◆ WRITTEN TASK ◆
Swap "calm water" for "still water" in the stretch of material from the line containing "Annotate the boat" through the end, and return only those lines with nothing else changed.
====================
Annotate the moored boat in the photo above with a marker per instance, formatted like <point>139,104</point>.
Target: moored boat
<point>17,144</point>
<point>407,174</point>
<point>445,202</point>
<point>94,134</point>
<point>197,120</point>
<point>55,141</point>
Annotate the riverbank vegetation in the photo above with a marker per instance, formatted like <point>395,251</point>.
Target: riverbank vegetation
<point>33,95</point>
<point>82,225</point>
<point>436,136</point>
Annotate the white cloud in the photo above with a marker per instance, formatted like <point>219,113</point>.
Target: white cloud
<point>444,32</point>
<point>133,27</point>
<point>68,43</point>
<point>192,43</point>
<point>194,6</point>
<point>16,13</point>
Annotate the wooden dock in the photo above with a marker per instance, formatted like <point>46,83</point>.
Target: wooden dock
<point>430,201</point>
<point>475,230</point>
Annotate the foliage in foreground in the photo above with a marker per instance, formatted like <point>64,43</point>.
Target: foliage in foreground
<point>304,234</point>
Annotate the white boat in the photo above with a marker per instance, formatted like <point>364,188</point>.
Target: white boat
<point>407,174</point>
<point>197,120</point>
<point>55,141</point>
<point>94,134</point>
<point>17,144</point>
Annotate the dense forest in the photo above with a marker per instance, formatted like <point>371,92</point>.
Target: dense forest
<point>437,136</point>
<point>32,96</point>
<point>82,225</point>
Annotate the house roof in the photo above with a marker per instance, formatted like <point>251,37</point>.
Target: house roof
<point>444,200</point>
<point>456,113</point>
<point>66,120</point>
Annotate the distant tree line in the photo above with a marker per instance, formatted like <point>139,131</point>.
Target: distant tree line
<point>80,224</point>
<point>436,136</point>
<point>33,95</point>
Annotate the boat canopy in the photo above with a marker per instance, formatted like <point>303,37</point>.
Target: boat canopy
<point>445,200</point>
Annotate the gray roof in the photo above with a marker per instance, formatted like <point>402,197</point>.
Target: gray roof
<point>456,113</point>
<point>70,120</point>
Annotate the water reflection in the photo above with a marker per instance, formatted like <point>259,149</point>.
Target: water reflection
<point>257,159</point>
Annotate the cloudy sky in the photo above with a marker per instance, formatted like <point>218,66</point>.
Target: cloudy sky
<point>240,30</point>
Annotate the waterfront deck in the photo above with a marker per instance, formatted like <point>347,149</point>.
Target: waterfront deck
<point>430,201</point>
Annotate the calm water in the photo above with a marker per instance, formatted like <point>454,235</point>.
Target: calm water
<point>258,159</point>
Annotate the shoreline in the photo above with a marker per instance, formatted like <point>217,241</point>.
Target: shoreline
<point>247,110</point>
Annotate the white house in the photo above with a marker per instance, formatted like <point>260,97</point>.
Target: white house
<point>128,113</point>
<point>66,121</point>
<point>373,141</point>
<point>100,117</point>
====================
◆ RESULT ◆
Annotate the boat canopy in the photo above with a marker per instance, formatted like <point>303,37</point>.
Target: boat canopy
<point>445,200</point>
Annotate the gray roof in the photo above with a marker per instance, formatted like <point>402,197</point>.
Target: gray roof
<point>456,113</point>
<point>70,120</point>
Annotate the water reflection in the photo above with a marker per instance, formatted like <point>259,149</point>.
Target: water reflection
<point>257,159</point>
Annotate the cloudy sky in the photo above with a marker per instance, formatted like <point>218,66</point>.
Target: cloudy sky
<point>240,30</point>
Annotate the waterfront deck in the photo above with a marker per instance, formatted like <point>347,149</point>.
Target: waterfront deck
<point>430,201</point>
Annotate the still water in the photo above with a marker per instance, formatted like <point>454,235</point>.
Target: still water
<point>258,159</point>
Annotate the shoreline in the photo above with a marker per instance, formatted like <point>217,241</point>.
Target: shoreline
<point>247,110</point>
Annotate the white house in the photo above with a marker per instance, formatted like <point>260,97</point>.
Target: white house
<point>128,113</point>
<point>66,121</point>
<point>373,141</point>
<point>100,117</point>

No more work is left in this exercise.